Task objective = Count the lines below that contain the string "surfboard" and reply with that number only.

Data shown =
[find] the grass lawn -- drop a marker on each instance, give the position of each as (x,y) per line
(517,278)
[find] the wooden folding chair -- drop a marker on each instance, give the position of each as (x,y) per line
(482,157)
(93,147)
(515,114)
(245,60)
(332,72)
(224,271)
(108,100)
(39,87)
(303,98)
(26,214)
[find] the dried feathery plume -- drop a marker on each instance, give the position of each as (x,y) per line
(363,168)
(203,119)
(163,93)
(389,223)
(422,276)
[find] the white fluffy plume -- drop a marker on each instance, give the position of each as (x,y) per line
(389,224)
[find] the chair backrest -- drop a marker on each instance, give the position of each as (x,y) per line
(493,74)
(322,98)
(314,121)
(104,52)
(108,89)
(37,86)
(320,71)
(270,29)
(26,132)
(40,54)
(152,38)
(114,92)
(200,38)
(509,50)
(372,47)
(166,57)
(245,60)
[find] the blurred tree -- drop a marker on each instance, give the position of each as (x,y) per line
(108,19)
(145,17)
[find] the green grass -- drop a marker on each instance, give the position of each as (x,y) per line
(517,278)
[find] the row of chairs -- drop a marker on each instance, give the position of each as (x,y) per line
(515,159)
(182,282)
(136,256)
==
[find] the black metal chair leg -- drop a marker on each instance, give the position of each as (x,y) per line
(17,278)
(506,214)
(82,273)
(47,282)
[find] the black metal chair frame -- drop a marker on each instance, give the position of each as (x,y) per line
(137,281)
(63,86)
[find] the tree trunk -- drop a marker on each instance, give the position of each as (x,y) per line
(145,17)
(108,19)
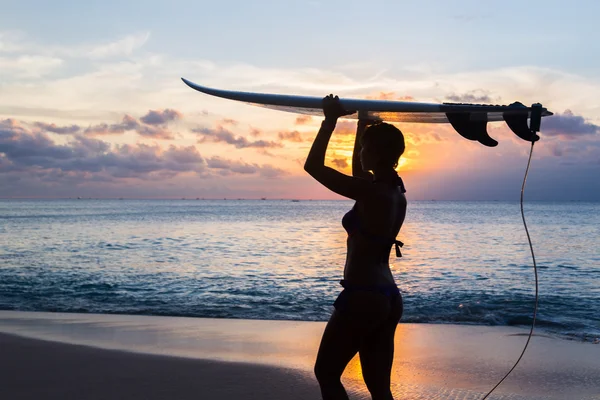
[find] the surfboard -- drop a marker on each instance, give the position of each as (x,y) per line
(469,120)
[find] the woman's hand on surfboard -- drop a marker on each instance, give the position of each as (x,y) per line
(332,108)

Correct answer = 2